● **Aim**:
Write the next part of the open call for philosophy research films, beginning after its last sentence.

● **Text**:
Philosophy on Film: Expanding Scholarly Practice and Audience Engagement

Supported by a British Society of Aesthetics Small Grant

 

Organisers:

Lead: Vanessa Brassey (King’s College London, Centre for Philosophy & Art)

Advisory: Sacha Golob (King’s College London)

Advisory: Derek Matravers (The Open University)

 

Institutional affiliations: King’s College London; Centre for Philosophy & Art (philosophyarts.co.uk); BSA; GLAM sector.

 

 

Overview

 

From oral dialogue to print, to broadcast, and now digital media, new technology reshapes how philosophical ideas are formatted. Although film-based research is increasingly recognised as a rigorous scholarly format, many philosophers lack the training and resources needed to use moving-image production to extend the reach and clarity of their work.

 

This project offers researchers the opportunity to develop a short research film or video essay with an experienced production team, funded by the British Society of Aesthetics. Films will be approximately 10 minutes (or shorter). No prior experience in film or media production is required.

 

The production team (Vanessa Brassey and Jenny Bell) will produce the films and support selected researchers step by step through the process of:

 

1. Concept development

2. Scripting and budgets

3. Filming

4. Editing

5. Output formatting

 

Selected participants will be required to take part in an online masterclass reflecting on the process later in the year. This class will be advertised separately and will be open to all researchers.

 

 

Distribution

 

Completed films will be available open access, hosted via the Centre for Philosophy and Art, and shared through YouTube and BSA channels. All films will include subtitles and full transcripts for accessibility.

 

Theme

 

The theme of the Open Call is “A New Philosophical Perspective on Art”, where ‘art’ is understood broadly to encompass both visual and narrative media.

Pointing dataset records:
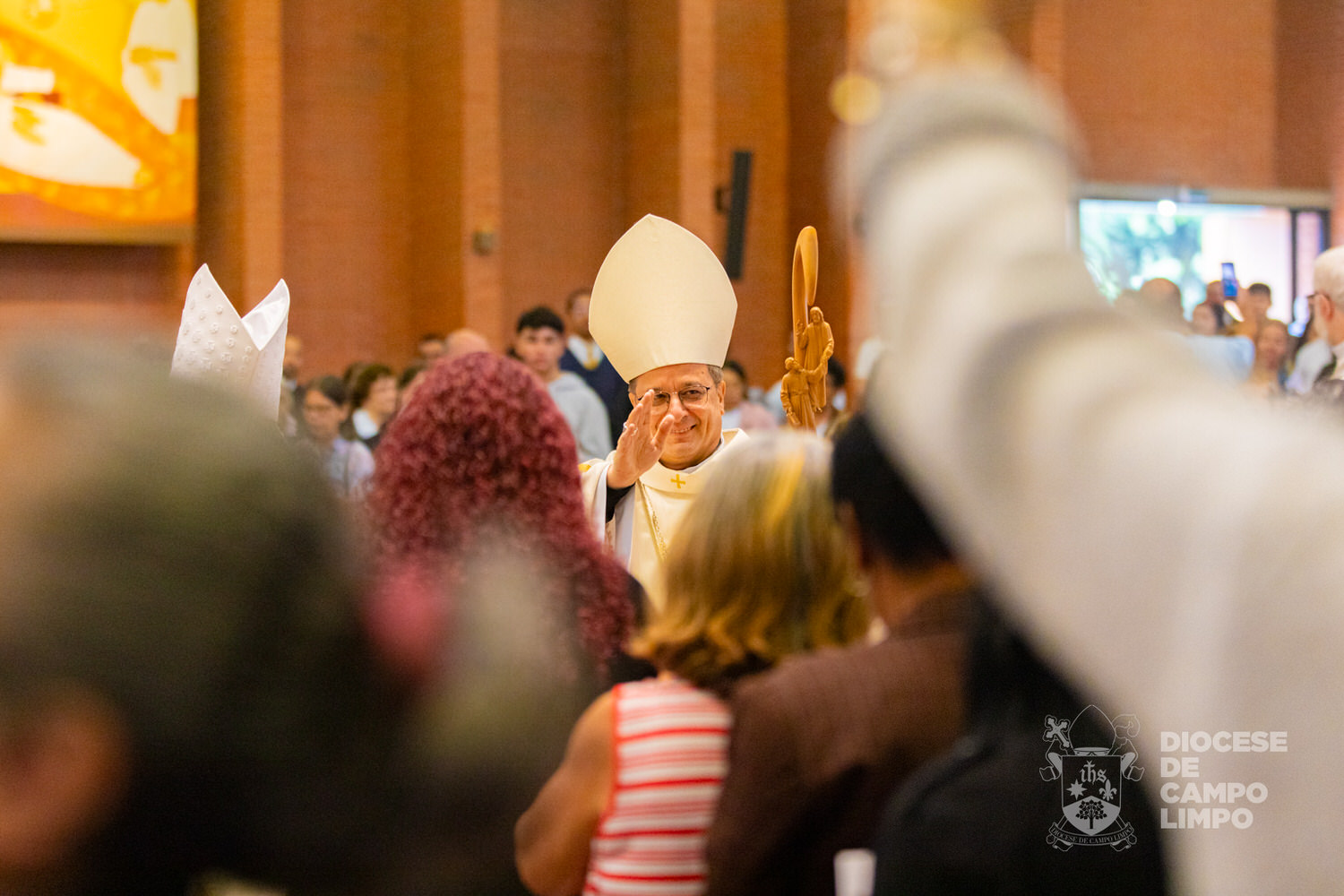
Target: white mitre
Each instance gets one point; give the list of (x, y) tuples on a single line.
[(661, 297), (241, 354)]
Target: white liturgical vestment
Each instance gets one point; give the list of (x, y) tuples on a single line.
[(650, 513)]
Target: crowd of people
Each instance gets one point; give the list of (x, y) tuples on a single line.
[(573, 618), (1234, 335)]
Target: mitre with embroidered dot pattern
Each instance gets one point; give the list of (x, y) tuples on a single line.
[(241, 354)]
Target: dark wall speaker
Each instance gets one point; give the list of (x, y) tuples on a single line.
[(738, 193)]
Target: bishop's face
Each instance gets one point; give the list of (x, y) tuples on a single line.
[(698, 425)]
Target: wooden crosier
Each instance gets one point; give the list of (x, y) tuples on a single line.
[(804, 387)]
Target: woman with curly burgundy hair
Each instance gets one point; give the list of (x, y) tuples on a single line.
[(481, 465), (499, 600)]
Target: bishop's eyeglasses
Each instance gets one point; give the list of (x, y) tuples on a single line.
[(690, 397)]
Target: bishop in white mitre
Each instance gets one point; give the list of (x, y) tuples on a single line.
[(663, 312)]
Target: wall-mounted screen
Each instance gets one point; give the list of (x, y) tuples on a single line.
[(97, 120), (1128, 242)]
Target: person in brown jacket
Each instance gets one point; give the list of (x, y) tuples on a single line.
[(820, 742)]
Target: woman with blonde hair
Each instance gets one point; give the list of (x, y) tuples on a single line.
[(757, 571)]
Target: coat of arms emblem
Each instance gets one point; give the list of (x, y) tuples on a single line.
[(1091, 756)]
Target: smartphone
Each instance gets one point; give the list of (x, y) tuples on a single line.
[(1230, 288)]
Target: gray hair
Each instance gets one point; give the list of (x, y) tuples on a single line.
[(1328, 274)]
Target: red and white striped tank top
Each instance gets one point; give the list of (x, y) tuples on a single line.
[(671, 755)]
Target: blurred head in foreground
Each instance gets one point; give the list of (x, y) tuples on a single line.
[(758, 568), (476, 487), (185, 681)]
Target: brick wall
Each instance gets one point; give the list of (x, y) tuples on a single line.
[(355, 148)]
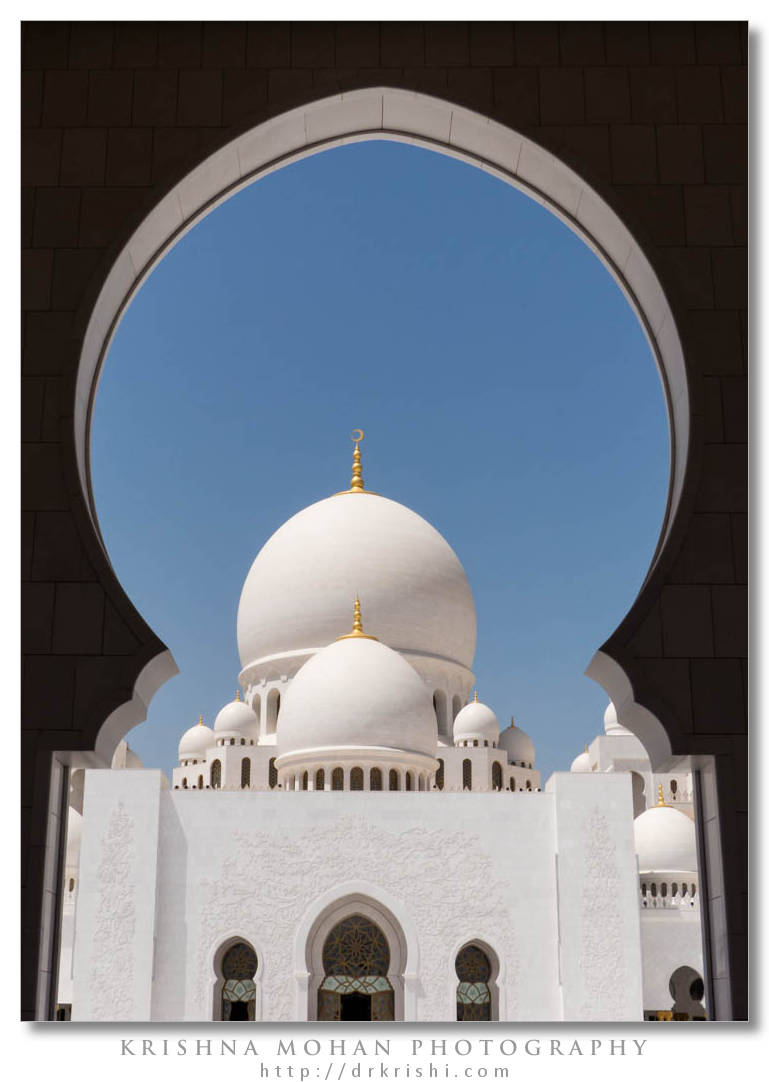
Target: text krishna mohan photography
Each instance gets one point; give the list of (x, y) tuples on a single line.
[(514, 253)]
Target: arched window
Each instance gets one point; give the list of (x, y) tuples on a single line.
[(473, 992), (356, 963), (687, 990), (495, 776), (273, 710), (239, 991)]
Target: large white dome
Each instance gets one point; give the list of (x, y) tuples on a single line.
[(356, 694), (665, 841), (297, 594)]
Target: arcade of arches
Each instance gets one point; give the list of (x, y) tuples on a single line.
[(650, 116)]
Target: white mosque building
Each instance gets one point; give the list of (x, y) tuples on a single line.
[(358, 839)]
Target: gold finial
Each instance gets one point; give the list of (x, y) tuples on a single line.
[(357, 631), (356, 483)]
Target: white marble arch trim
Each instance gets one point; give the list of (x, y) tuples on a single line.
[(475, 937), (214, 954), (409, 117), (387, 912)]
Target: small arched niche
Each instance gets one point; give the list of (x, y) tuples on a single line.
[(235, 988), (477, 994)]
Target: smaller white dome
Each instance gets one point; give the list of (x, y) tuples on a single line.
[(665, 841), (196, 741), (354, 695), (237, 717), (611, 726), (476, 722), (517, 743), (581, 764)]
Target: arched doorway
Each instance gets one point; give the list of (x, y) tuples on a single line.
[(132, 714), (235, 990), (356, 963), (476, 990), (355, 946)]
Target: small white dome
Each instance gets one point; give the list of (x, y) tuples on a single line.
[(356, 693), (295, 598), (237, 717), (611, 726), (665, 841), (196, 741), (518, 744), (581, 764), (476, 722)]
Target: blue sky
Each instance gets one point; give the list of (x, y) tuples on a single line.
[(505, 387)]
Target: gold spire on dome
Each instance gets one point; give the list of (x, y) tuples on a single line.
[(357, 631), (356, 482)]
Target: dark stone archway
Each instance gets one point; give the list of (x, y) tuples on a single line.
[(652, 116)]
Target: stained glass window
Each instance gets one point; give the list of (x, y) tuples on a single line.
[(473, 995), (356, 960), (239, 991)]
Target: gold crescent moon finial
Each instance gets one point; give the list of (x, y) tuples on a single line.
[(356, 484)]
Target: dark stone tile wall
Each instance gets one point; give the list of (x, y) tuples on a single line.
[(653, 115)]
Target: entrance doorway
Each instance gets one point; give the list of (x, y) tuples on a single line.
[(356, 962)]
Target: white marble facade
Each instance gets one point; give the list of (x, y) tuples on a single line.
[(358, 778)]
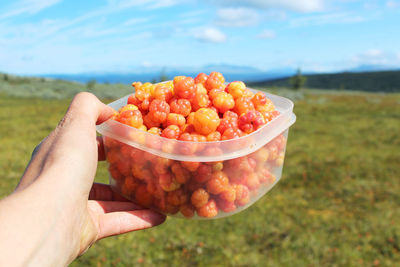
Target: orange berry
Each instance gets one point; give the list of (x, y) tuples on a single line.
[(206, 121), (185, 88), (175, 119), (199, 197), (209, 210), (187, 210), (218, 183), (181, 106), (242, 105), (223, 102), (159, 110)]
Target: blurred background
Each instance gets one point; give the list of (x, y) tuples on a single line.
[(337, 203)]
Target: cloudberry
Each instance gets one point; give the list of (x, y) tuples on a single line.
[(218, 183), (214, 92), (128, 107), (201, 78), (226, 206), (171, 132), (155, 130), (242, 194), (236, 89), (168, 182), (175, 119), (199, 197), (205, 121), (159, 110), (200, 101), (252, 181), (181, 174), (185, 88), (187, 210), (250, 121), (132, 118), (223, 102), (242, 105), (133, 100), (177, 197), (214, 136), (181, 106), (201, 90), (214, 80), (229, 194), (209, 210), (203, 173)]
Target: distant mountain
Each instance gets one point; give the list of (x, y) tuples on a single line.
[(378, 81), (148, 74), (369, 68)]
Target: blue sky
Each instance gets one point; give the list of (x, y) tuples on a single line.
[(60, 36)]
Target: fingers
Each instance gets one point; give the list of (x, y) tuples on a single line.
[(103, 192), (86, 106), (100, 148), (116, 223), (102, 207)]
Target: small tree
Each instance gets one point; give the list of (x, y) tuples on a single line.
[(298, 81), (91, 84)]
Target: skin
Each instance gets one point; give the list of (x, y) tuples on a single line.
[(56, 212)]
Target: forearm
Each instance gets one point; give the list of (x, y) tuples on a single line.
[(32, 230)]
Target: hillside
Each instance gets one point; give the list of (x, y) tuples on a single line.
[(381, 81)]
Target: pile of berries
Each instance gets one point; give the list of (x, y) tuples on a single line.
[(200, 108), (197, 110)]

● **Answer to this task**:
We are particularly interested in contributions that turn on a clean, focused philosophical move, for example:

 

— a neat logical insight

— a counterexample that unsettles a familiar assumption

— the identification of a previously overlooked problem

— a claim defended with elegant precision

— a clarification that brings unexpected simplicity to a difficult idea

 

Topics for Submission

 

Submissions should address any of the following themes in an artistic context:

 

i)                   representation and depiction;

ii)                 emotions and their expression;

iii)              space and time;

iv)               memory, dreams and related mental states;

v)                 perspectives and perspective taking.

 

Key Dates

 

Given the collaborative nature of the project, the selection process will take place in two stages, allowing room for the practical demands of filming and production.

 

The proposed schedule is:

 

• Call for Papers: opens December 2025; deadline 15 January 2026

• Notification of Shortlist: end January 2026,

• Online Meetings with shortlist candidates: early February 2026

• Notification to participants: end February 2026,

• Scripting & Filming window: April–May 2026

• Edited films completed: Summer 2026

• Masterclass online workshop session: Autumn 2026

 

 

How to Submit

 

We invite proposals rather than full papers. Submissions must include:

 

• Title;

• Abstract (approx. 200 words);

• A concise statement of the argument (this can be one line each for premises and conclusion with a short introductory paragraph, (when submitted as a prose max 350 words);

• A short contextual paragraph (max 150 words) outlining the debate you are engaging with, how your proposal sits within or departs from work in related disciplines, and any artworks essential to your discussion;

• Eight keywords;

• A brief researcher biography (maximum 100 words);

 

Please submit your proposal as a Word document or PDF to: vanessa.1.brassey[at]kcl.ac.uk

 

 

Eligibility

 

The opportunity is open to PhD students, early-career researchers, and established academics. We aim to ensure that the workshop reflects the breadth of researchers working in the field, and we actively welcome submissions from groups underrepresented in philosophy, including those who are BAME, disabled, trans or non-binary, from low-income backgrounds, or first-generation university attendees.

 

Diversity considerations will inform decisions at each stage of selection and planning. Graduate and early-career researchers who require travel support are encouraged to apply to the BSA Travel Stipend scheme; where applicants have already used the annual allowance or are unsuccessful, limited support may be available through this project.

 

Enquiries: vanessa.1.brassey[at]kcl.ac.uk

 

 

The Team

 

Vanessa Brassey (KCL)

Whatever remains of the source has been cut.